> **TEXTO SELECIONADO**
------------------------------------------------------------

IHU On-Line - Hegel  afirmou que a loucura não seria a perda abstrata da razão: “A loucura é um simples desarranjo, uma simples contradição no interior da razão, que continua presente”. Como podemos compreender essa concepção de loucura face aos métodos tradicionais de tratamento e “cura”?

Guilherme Branco - Alguém realmente deseja curar? Quem é o curador? Um juiz, um psiquiatra, uma assistente social, um psicólogo, um pai de santo, um pastor, quem afinal, é que cura? O que significa “curar”? Quem deseja ser curado, e qual é o sentido de cura para os pacientes (o termo é bom!) deste processo? Um band-aid é um curativo, não?

IHU On-Line - Sob quais aspectos sanidade e loucura são construções sociais que demonstram o poder dos “saudáveis” sobre os “dementes”?

------------------------------------------------------------

> **INFORMAÇÕES FORNECIDAS**
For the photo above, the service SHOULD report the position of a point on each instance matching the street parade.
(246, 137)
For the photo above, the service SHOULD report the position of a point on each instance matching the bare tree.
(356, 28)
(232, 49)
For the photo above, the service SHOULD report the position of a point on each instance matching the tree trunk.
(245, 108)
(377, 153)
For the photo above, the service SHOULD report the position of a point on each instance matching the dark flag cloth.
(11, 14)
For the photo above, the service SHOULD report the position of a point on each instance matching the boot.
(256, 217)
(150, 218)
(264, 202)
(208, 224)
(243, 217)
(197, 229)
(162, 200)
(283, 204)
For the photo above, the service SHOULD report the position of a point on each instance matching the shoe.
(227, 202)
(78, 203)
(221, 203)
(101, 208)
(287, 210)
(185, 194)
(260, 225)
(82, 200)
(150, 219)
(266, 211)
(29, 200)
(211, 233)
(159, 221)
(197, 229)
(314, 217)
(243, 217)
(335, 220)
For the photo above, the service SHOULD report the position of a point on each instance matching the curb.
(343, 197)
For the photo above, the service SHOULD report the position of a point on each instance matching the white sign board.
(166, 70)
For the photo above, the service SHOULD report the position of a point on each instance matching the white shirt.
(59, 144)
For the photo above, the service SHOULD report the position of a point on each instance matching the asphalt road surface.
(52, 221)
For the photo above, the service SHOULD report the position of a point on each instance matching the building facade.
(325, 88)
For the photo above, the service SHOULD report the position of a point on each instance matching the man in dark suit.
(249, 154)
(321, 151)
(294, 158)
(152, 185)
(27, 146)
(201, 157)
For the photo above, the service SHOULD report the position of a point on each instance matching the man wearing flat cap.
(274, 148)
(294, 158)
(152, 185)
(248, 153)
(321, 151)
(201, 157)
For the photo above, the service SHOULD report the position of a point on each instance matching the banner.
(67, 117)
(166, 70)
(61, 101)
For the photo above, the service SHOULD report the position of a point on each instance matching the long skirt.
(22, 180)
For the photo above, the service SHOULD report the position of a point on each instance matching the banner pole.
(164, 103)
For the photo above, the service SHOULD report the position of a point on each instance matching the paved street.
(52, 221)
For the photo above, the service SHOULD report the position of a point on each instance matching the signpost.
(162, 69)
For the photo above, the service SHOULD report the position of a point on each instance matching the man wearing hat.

------------------------------------------------------------

> **INSTRUÇÕES DE TRABALHO**
Por favor, diga se cada afirmação abaixo concorda com o texto selecionado, respondendo sim ou não e citando literalmente as palavras do texto que decidem a questão.
(a) Segundo Hegel, a loucura é a perda abstrata da razão.
(b) Guilherme Branco inclui um pastor entre os possíveis curadores.
(c) Guilherme Branco aprova o termo "pacientes".

> **RESULTADO DO EXERCÍCIO**
(a) Não: "a loucura não seria a perda abstrata da razão"
(b) Sim: "um pai de santo, um pastor"
(c) Sim: "pacientes (o termo é bom!)"